INSTRUCTIONS ▸
a. In the zoning hearing piece, what did the farmer ask county staff whether he could build?
b. Reproduce the part of the zoning hearing piece starting at "Property Rights are not" and ending at "and continual loss.".

SOURCE EXTRACT ▸

▬▬▬▬▬▬

Another dozen folks at the meeting were elected, appointed and hired government officials. This was not their first Freddy Krueger zoning proceeding. They expected and received a routine exercise in participatory democracy where a single misspoken word could cost them their jobs. They anticipated the yelling and scorn thrown at them and the accusations of wrongdoing and incompetence.

And there were about a half-dozen folks sitting with the farmer who launched this siege by asking county staff if he could build a slaughterhouse on a parcel of land near these 80 folks.

Staff said it looked unlikely but since this was America the famer had the right to seek approval from the proper zoning board.

At this point, facing staff discouragement and neighborhood outrage the farmer is rumored to have made the typical applicant decision: Fight, if for nothing else the principle of Property Rights.

Property Rights are not the same kind of rights that extend down your arm and through your fist but end at my nose. Property rights cross boundaries. That's why there are zoning procedures and zoning boards and citizen hearings and a lucrative business in land-use law.

People not believing in Property Rights are -- and how obvious can it get -- Communists.

Property Rights are, however, mercurial. Logic suggests these same 80 folks would have supported the farmer's Property Rights to carve his cornfields into building lots for their homes -- even though the elected, appointed and hired government officials at the time would have tried to explain that cornfields are a net gain in the public coffers and building lots a significant and continual loss.

The citizens would have yelled and scorned them, accused them of wrongdoing and incompetence. The government people would have claimed allegiance to Property Rights and blended a residential and agricultural zone.

This leaves these 80 citizens worried about a slaughterhouse. Clearly, their homes stand as testimonial, Property Rights can trump the common good.

Perhaps pure force of old habit raised my hand. Thankfully I saw a staffer's incredulous look before my hand was noted. My hand dropped. "I thought I could just explain it," I said to her and started suddenly to giggle, and not in the good way, in the bad way like when you see Freddy Krueger walking in the door.

"I don't think they would hear it," the staffer said.

I left the hearing to wait in the car for my government official husband who -- as I had been once -- is paid to endure these encounters.

I accept my departure could be considered avoidance, abandonment. But I prefer to consider it an exercise in self-control, something that needs to be given a lot more play in these free-form citizen zoning meetings.

It leaves me wondering what would happen if you just invited Freddy in for a cup of tea. Or a Budweiser. But then that giggling starts again.

▬▬▬▬▬▬

SOURCE MATERIAL ▸
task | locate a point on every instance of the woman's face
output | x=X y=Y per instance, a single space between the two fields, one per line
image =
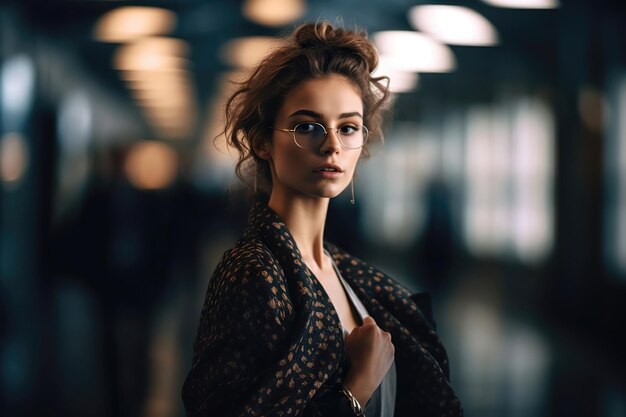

▬▬▬▬▬▬

EXPECTED RESPONSES ▸
a. A slaughterhouse on a parcel of land near the 80 people.

b.
Property Rights are not the same kind of rights that extend down your arm and through your fist but end at my nose. Property rights cross boundaries. That's why there are zoning procedures and zoning boards and citizen hearings and a lucrative business in land-use law.

People not believing in Property Rights are -- and how obvious can it get -- Communists.

Property Rights are, however, mercurial. Logic suggests these same 80 folks would have supported the farmer's Property Rights to carve his cornfields into building lots for their homes -- even though the elected, appointed and hired government officials at the time would have tried to explain that cornfields are a net gain in the public coffers and building lots a significant and continual loss.